WHAT NEEDS TO BE DONE
Each entry is to be given again precisely, and no picture may be carried over.

Segment Start: INFORMATION PROVIDED

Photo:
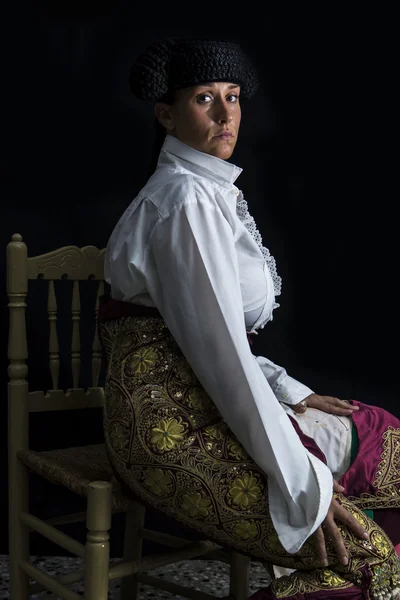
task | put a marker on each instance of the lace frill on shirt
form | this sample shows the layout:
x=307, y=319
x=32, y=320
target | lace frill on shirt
x=248, y=221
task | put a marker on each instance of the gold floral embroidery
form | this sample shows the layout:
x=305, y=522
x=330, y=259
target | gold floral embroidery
x=168, y=433
x=195, y=505
x=158, y=482
x=307, y=582
x=143, y=360
x=235, y=449
x=387, y=480
x=246, y=530
x=155, y=444
x=217, y=432
x=245, y=491
x=380, y=544
x=119, y=436
x=331, y=579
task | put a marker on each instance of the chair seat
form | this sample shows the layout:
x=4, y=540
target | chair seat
x=75, y=468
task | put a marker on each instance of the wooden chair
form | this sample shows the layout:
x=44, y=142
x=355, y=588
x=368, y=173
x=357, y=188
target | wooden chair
x=84, y=470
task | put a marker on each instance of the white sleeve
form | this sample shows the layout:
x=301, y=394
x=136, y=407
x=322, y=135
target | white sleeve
x=286, y=388
x=196, y=288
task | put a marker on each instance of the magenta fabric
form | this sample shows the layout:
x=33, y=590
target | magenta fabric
x=371, y=422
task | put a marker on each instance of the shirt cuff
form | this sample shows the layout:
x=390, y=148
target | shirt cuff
x=291, y=391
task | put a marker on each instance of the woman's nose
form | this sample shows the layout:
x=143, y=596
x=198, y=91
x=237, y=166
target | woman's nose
x=224, y=114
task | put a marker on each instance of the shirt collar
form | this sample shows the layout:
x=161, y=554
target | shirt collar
x=195, y=161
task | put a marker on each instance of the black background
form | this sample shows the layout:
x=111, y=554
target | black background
x=317, y=146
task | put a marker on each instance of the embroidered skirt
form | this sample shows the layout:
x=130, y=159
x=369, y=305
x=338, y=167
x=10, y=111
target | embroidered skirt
x=169, y=445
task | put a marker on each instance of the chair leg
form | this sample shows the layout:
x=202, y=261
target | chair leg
x=18, y=532
x=97, y=548
x=133, y=544
x=239, y=580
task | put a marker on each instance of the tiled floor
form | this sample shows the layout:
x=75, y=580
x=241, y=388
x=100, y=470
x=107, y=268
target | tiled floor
x=207, y=576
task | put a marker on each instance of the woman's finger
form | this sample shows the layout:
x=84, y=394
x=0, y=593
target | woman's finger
x=320, y=547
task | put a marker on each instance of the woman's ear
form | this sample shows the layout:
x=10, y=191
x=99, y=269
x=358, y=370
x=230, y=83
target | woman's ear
x=163, y=113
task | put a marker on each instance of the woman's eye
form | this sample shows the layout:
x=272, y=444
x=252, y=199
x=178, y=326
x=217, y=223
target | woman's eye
x=204, y=98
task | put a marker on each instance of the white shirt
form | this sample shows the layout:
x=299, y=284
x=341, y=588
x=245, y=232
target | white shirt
x=181, y=247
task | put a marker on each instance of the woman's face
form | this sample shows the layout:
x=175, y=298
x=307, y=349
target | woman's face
x=205, y=117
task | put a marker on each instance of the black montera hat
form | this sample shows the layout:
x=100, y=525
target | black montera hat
x=172, y=64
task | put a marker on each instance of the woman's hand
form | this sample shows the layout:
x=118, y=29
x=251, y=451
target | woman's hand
x=329, y=529
x=328, y=404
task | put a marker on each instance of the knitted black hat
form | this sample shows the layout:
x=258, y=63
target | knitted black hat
x=172, y=64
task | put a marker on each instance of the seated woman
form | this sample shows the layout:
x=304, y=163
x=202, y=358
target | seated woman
x=224, y=442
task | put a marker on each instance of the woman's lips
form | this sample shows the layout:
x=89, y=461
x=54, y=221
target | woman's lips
x=224, y=136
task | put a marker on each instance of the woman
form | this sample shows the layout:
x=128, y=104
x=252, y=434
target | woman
x=196, y=426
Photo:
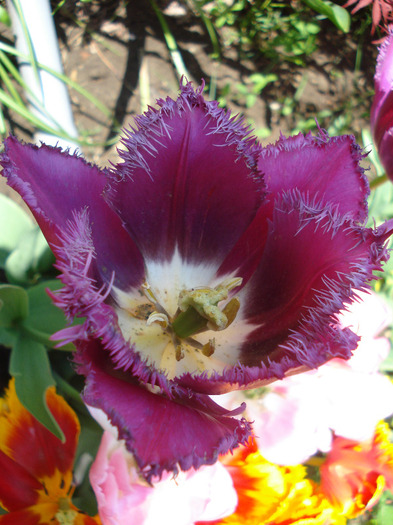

Segment End: INFORMATION PROVIDED

PROBLEM SOLUTION
Photo:
task | put a marker on each instance of the lace frill on shirt
form | this sample shows the layout:
x=307, y=319
x=32, y=320
target | lace frill on shirt
x=248, y=221
task | put a marker on each instance of the gold floral embroidery
form | this sample shows the layout:
x=305, y=522
x=330, y=259
target | gold floral embroidery
x=168, y=433
x=195, y=505
x=158, y=482
x=307, y=582
x=143, y=360
x=235, y=449
x=387, y=480
x=246, y=530
x=155, y=444
x=217, y=432
x=245, y=491
x=380, y=544
x=119, y=436
x=331, y=579
task | put a marker on each instance of the chair seat
form | this sample shows the layout:
x=4, y=540
target | chair seat
x=75, y=468
task | put a marker on each instance of the wooden chair
form | this sample shows the layout:
x=44, y=142
x=355, y=588
x=368, y=173
x=357, y=188
target | wooden chair
x=84, y=470
task | put a marker on each instance of the white sleeve
form | this sample shows the layout:
x=301, y=394
x=136, y=407
x=322, y=135
target | white sleeve
x=286, y=388
x=196, y=288
task | put a marker on each instance of the magenta fabric
form | this sample shows the layout:
x=33, y=590
target | magenta fabric
x=371, y=422
task | put a marker on each instance of the shirt cuff
form | this sample shows the layout:
x=390, y=148
target | shirt cuff
x=291, y=391
task | put a marker on each instance of the woman's nose
form | this sample shows the layout:
x=143, y=596
x=198, y=91
x=237, y=166
target | woman's nose
x=224, y=114
task | put a marker on each instance of the shirt collar
form | this sample shows the layout:
x=161, y=554
target | shirt collar
x=195, y=161
task | put a marker on each instance of the black background
form | this sample shows the layout:
x=111, y=554
target | black background
x=317, y=146
task | put a marker on each instance of the embroidered skirt
form | this sample shows the layout:
x=130, y=159
x=369, y=305
x=338, y=167
x=10, y=111
target | embroidered skirt
x=169, y=445
task | put a marker on each instance of the chair leg
form | this sample shows the layout:
x=202, y=261
target | chair leg
x=18, y=532
x=97, y=548
x=133, y=544
x=239, y=580
task | put a marker on each instance of the tiled floor
form | this sample shows the layout:
x=75, y=580
x=241, y=388
x=100, y=470
x=107, y=268
target | tiled floor
x=207, y=576
task | put a marker on each instance of the woman's finger
form | this sample shows the layout:
x=84, y=394
x=0, y=593
target | woman's finger
x=320, y=547
task | put a marker on each instance of the woman's ear
form | this sample shows the layout:
x=10, y=191
x=99, y=269
x=358, y=370
x=230, y=83
target | woman's ear
x=163, y=113
task | put a marker on each instance of the woman's eye
form | this sample shows the layout:
x=272, y=444
x=252, y=199
x=178, y=326
x=217, y=223
target | woman's eye
x=204, y=98
task | put a marker on each instance of the white shirt
form | this sample shows the layout:
x=299, y=284
x=341, y=588
x=245, y=232
target | white shirt
x=181, y=247
task | put a marker on each instance of the woman's face
form | this sample shows the layout:
x=175, y=298
x=307, y=349
target | woman's face
x=205, y=117
task | put a marker on each instance of the black montera hat
form | this sample shows the layout:
x=100, y=525
target | black montera hat
x=172, y=64
task | put a marker on each instance of the woman's hand
form | this sample shows the layout:
x=118, y=29
x=251, y=451
target | woman's hand
x=329, y=529
x=328, y=404
task | put a marker on each instance of the knitted black hat
form | this sample shows the layout:
x=258, y=63
target | knitted black hat
x=172, y=64
task | put a marker on each instance of the seated woman
form | this sample shows the layout:
x=304, y=163
x=202, y=358
target | seated woman
x=224, y=442
task | put a marker on each instance of the woman's lips
form | this sample shows the layout:
x=89, y=461
x=54, y=221
target | woman's lips
x=224, y=136
task | put a marker on each instance of the woman
form | this sample shows the layout:
x=128, y=104
x=252, y=434
target | woman
x=196, y=426
Photo:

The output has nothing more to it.